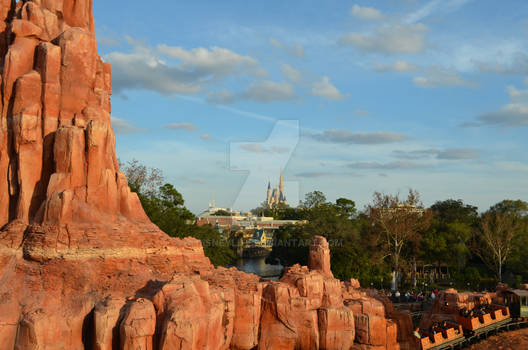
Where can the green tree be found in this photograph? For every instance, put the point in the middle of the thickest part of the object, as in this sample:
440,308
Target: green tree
338,222
165,207
495,239
451,229
398,222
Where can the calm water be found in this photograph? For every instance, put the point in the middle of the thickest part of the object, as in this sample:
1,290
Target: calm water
259,267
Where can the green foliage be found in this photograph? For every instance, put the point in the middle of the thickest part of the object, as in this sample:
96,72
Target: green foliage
165,207
222,212
338,222
451,229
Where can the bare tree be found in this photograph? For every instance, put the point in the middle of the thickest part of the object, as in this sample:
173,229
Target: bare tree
398,222
140,178
495,239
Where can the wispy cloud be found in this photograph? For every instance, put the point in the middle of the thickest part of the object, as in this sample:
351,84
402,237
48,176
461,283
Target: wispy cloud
294,50
366,13
459,154
144,68
433,7
436,76
364,138
389,39
464,153
121,126
398,165
258,148
325,89
182,126
513,114
398,66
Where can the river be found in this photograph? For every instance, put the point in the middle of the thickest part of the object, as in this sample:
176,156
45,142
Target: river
259,267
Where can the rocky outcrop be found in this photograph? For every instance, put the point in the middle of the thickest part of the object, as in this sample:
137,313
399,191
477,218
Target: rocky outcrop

※ ※ ※

Exercise » Could you arrange every line from the one holding "Where can the wispy" through the end of the records, inclusive, as a numbered list, leaving out any blank lines?

Response for this exercise »
1. Where can the wispy cloud be found in this photograph? For every instance, put the point in the middle of the thickest part of the object, as in this sample:
2. 351,84
3. 402,237
4. 48,176
5. 461,283
6. Target: wispy cloud
7. 294,50
8. 366,13
9. 459,154
10. 144,68
11. 433,7
12. 436,76
13. 364,138
14. 389,39
15. 464,153
16. 121,126
17. 398,165
18. 258,148
19. 325,89
20. 182,126
21. 513,114
22. 398,66
23. Where can the river be found in this photograph? For every instance, put the point in the middle of the thickest part of the object, as in this sample:
24. 176,156
25. 45,142
26. Target: river
27. 259,267
28. Where can the rocky outcrop be found in this photograph? For every instance, put the point in the middle of the thickest part of the object, as in this sample:
29. 137,313
30. 399,191
31. 477,218
32. Target: rocky outcrop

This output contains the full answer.